**Passage to read**

#####

Muara Jambi, Sumatra
high-definition creative commons photographs from the candis at Muara Jambi, Sumatra together with further information.
The Muara (also spelt Muaro) Jambi complex, which lies along a canal system connected to the nearby Batanghari River, is one of the largest in S E Asia, and one of the most significant also. It seems to have built up over a period from the 7th - 13th centuries, and was a part of the Srivijaya empire, though it's exact role is unknown. It covers an area of approx. 80 sq km, with almost 80 candis (historical monuments) still unexcavated, and only eight sites restored at this point.
The candis that are restored are mainly brick-built compounds, with a number of buildings inside, and are surrounded by gated walls, and have the occasional sandstone carving decorating them. Nearly all show the same ground plan: a large compound wall encloses a very green area, with one or more buildings inside, and gates (gopura) allowing ingress. Most of the candis are rebuilt at this point to only one or two levels.
They lie, for the most part, in a lush green jungle, with cultivated clearings, canals running nearby, and sometimes very old and magnificent trees. The setting these days is sometimes as impressive as the cultural remains. Many of the menapos are are on settler land, and the Government cannot develop these sites without buying out the owner first.

#####

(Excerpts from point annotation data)
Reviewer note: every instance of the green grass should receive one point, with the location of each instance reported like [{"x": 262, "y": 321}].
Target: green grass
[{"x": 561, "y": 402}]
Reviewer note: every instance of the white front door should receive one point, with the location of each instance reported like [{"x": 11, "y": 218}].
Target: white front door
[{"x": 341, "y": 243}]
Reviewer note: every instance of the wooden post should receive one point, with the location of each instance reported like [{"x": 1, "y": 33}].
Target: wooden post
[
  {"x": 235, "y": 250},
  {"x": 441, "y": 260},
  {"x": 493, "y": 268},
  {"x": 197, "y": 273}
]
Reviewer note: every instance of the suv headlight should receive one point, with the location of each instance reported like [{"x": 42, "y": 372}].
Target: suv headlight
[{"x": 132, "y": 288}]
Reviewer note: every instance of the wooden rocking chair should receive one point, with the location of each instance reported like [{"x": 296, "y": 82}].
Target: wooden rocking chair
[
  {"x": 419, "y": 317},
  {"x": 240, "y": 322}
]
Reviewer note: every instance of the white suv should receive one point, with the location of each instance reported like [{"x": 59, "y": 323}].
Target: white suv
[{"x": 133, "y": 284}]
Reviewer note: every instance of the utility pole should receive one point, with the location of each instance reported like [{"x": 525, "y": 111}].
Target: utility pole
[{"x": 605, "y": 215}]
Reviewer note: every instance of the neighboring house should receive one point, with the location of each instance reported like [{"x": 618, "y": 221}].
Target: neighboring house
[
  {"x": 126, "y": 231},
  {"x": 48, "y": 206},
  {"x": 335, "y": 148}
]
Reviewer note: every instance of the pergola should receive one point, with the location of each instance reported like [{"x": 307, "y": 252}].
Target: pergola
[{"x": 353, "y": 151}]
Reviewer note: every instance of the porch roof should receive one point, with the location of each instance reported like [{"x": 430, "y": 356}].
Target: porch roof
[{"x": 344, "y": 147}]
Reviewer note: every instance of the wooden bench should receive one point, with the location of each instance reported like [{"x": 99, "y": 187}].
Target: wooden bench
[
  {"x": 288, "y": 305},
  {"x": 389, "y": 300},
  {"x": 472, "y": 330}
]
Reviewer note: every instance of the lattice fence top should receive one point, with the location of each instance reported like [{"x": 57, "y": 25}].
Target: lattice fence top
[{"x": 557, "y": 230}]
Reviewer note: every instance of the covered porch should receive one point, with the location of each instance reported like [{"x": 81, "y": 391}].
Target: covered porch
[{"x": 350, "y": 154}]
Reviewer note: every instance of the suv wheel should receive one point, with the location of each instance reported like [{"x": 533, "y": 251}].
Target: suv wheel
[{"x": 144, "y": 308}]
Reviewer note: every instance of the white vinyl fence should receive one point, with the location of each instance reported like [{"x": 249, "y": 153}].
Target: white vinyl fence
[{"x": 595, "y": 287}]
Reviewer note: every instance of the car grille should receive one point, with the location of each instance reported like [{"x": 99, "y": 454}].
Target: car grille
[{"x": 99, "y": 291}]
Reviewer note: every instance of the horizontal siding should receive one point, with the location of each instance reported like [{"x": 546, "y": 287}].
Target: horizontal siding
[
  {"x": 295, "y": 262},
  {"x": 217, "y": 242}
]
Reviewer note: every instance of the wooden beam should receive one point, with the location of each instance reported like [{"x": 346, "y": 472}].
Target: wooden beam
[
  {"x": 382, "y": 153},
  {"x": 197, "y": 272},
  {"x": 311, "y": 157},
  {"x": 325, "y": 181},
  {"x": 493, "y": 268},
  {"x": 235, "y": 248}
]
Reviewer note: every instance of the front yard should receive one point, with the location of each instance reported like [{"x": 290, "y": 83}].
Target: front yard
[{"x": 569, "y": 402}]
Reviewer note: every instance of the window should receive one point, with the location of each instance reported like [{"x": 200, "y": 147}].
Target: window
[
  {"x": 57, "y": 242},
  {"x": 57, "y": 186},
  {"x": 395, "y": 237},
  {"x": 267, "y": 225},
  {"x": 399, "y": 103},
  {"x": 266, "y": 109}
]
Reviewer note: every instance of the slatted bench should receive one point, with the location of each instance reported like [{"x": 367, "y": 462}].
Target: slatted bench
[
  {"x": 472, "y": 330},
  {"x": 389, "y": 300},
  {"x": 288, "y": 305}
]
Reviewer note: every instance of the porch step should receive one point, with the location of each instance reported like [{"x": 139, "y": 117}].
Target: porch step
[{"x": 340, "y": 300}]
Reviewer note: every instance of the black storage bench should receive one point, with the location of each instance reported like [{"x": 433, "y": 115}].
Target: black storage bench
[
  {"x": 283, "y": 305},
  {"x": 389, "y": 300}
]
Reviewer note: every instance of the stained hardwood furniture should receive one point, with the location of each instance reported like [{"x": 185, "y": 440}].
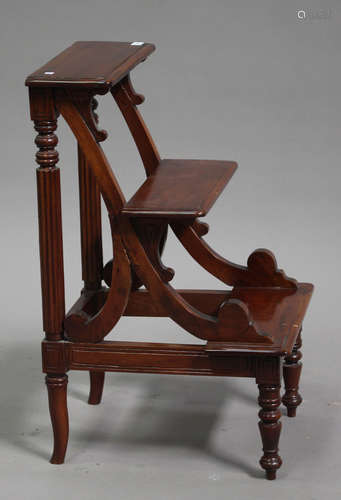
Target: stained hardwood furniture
[{"x": 248, "y": 329}]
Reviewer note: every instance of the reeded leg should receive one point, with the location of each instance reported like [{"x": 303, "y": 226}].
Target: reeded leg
[
  {"x": 57, "y": 391},
  {"x": 96, "y": 387},
  {"x": 270, "y": 428},
  {"x": 291, "y": 374}
]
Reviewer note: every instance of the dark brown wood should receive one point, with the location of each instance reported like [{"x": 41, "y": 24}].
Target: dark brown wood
[
  {"x": 57, "y": 387},
  {"x": 270, "y": 428},
  {"x": 292, "y": 372},
  {"x": 180, "y": 189},
  {"x": 49, "y": 212},
  {"x": 248, "y": 330},
  {"x": 91, "y": 224},
  {"x": 96, "y": 387},
  {"x": 96, "y": 65},
  {"x": 146, "y": 357},
  {"x": 127, "y": 99}
]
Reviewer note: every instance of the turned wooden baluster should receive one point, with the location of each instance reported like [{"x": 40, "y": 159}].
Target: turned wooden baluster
[
  {"x": 291, "y": 374},
  {"x": 270, "y": 427},
  {"x": 51, "y": 254}
]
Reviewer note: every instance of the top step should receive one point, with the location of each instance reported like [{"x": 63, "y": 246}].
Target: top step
[{"x": 97, "y": 65}]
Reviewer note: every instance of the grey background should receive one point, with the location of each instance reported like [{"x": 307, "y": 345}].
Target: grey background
[{"x": 236, "y": 80}]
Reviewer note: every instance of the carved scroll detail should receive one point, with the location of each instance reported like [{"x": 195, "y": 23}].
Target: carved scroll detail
[
  {"x": 107, "y": 182},
  {"x": 261, "y": 270},
  {"x": 235, "y": 324},
  {"x": 79, "y": 326},
  {"x": 87, "y": 104},
  {"x": 126, "y": 99},
  {"x": 232, "y": 318}
]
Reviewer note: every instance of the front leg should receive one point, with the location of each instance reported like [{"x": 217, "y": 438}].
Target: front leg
[
  {"x": 291, "y": 374},
  {"x": 57, "y": 391},
  {"x": 270, "y": 428}
]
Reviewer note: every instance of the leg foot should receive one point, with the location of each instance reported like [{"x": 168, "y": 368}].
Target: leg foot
[
  {"x": 56, "y": 387},
  {"x": 291, "y": 374},
  {"x": 96, "y": 387},
  {"x": 270, "y": 428}
]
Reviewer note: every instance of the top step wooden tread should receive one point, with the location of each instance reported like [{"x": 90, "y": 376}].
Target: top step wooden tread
[
  {"x": 91, "y": 64},
  {"x": 180, "y": 189}
]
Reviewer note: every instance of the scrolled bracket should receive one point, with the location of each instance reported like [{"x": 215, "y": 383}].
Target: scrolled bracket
[
  {"x": 86, "y": 104},
  {"x": 261, "y": 270},
  {"x": 134, "y": 97},
  {"x": 235, "y": 324}
]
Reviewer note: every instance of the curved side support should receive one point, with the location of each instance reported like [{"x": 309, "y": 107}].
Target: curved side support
[
  {"x": 261, "y": 267},
  {"x": 152, "y": 235},
  {"x": 109, "y": 187},
  {"x": 81, "y": 327},
  {"x": 232, "y": 321},
  {"x": 126, "y": 99}
]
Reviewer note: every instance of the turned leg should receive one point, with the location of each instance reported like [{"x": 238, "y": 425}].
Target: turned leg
[
  {"x": 96, "y": 387},
  {"x": 291, "y": 373},
  {"x": 57, "y": 388},
  {"x": 270, "y": 428}
]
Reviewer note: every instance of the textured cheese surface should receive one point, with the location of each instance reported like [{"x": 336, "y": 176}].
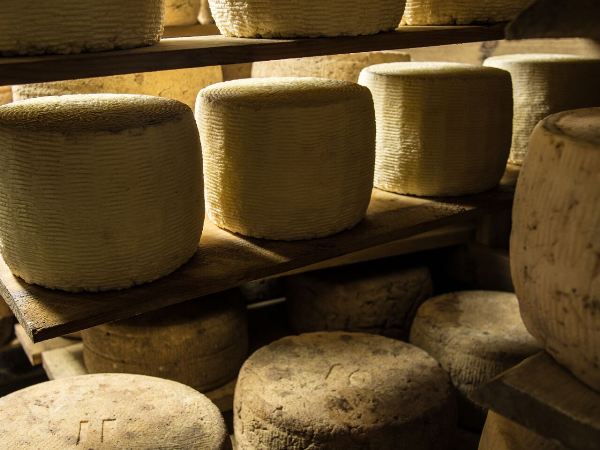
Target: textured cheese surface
[
  {"x": 110, "y": 411},
  {"x": 545, "y": 84},
  {"x": 357, "y": 299},
  {"x": 74, "y": 26},
  {"x": 93, "y": 195},
  {"x": 180, "y": 84},
  {"x": 342, "y": 391},
  {"x": 442, "y": 128},
  {"x": 307, "y": 18},
  {"x": 287, "y": 158},
  {"x": 555, "y": 251}
]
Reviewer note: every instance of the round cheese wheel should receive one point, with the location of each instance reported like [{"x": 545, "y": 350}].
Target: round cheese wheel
[
  {"x": 555, "y": 251},
  {"x": 475, "y": 335},
  {"x": 342, "y": 390},
  {"x": 345, "y": 67},
  {"x": 75, "y": 26},
  {"x": 110, "y": 411},
  {"x": 545, "y": 84},
  {"x": 361, "y": 298},
  {"x": 442, "y": 128},
  {"x": 287, "y": 158},
  {"x": 93, "y": 195},
  {"x": 308, "y": 18}
]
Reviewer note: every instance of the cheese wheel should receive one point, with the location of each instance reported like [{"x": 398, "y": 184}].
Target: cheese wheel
[
  {"x": 475, "y": 335},
  {"x": 75, "y": 26},
  {"x": 93, "y": 196},
  {"x": 545, "y": 84},
  {"x": 342, "y": 391},
  {"x": 442, "y": 128},
  {"x": 287, "y": 158},
  {"x": 359, "y": 298},
  {"x": 308, "y": 18},
  {"x": 338, "y": 67},
  {"x": 555, "y": 251},
  {"x": 110, "y": 411}
]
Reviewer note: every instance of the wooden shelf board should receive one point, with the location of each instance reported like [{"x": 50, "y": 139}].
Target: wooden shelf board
[{"x": 197, "y": 51}]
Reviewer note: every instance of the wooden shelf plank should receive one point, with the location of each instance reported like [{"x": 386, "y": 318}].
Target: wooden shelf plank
[{"x": 183, "y": 52}]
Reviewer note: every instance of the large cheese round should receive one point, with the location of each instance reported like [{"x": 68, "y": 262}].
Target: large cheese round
[
  {"x": 442, "y": 128},
  {"x": 93, "y": 194},
  {"x": 287, "y": 158},
  {"x": 342, "y": 391},
  {"x": 358, "y": 298},
  {"x": 307, "y": 18},
  {"x": 545, "y": 84},
  {"x": 555, "y": 250},
  {"x": 110, "y": 411},
  {"x": 74, "y": 26},
  {"x": 475, "y": 335}
]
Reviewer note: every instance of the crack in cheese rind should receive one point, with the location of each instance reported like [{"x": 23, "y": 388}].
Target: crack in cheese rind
[
  {"x": 443, "y": 129},
  {"x": 287, "y": 158},
  {"x": 93, "y": 195}
]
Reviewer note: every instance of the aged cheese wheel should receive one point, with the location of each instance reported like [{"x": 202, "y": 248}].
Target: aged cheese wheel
[
  {"x": 545, "y": 84},
  {"x": 75, "y": 26},
  {"x": 110, "y": 411},
  {"x": 93, "y": 195},
  {"x": 442, "y": 128},
  {"x": 555, "y": 250},
  {"x": 342, "y": 391},
  {"x": 201, "y": 343},
  {"x": 475, "y": 335},
  {"x": 287, "y": 158},
  {"x": 357, "y": 298},
  {"x": 338, "y": 67},
  {"x": 308, "y": 18}
]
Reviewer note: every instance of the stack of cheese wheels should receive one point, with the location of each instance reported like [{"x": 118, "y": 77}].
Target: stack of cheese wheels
[
  {"x": 74, "y": 26},
  {"x": 93, "y": 195},
  {"x": 342, "y": 390},
  {"x": 110, "y": 411},
  {"x": 442, "y": 128},
  {"x": 554, "y": 243},
  {"x": 545, "y": 84},
  {"x": 287, "y": 158},
  {"x": 371, "y": 300},
  {"x": 475, "y": 335},
  {"x": 338, "y": 67},
  {"x": 202, "y": 343},
  {"x": 308, "y": 18}
]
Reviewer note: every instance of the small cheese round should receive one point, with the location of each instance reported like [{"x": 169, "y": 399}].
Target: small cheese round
[
  {"x": 307, "y": 18},
  {"x": 110, "y": 411},
  {"x": 357, "y": 298},
  {"x": 554, "y": 248},
  {"x": 545, "y": 84},
  {"x": 475, "y": 335},
  {"x": 93, "y": 195},
  {"x": 75, "y": 26},
  {"x": 442, "y": 128},
  {"x": 342, "y": 390},
  {"x": 287, "y": 158}
]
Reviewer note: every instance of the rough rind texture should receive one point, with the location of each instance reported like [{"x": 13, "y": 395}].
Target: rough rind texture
[
  {"x": 545, "y": 84},
  {"x": 75, "y": 26},
  {"x": 475, "y": 335},
  {"x": 307, "y": 18},
  {"x": 357, "y": 299},
  {"x": 202, "y": 343},
  {"x": 92, "y": 195},
  {"x": 342, "y": 391},
  {"x": 442, "y": 128},
  {"x": 555, "y": 251},
  {"x": 111, "y": 411},
  {"x": 287, "y": 158}
]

#####

Write out the stretch of the Muara Jambi text from "The candis that" through "the owner first.". The data has no connection to the text about Muara Jambi.

**The result**
The candis that are restored are mainly brick-built compounds, with a number of buildings inside, and are surrounded by gated walls, and have the occasional sandstone carving decorating them. Nearly all show the same ground plan: a large compound wall encloses a very green area, with one or more buildings inside, and gates (gopura) allowing ingress. Most of the candis are rebuilt at this point to only one or two levels.
They lie, for the most part, in a lush green jungle, with cultivated clearings, canals running nearby, and sometimes very old and magnificent trees. The setting these days is sometimes as impressive as the cultural remains. Many of the menapos are are on settler land, and the Government cannot develop these sites without buying out the owner first.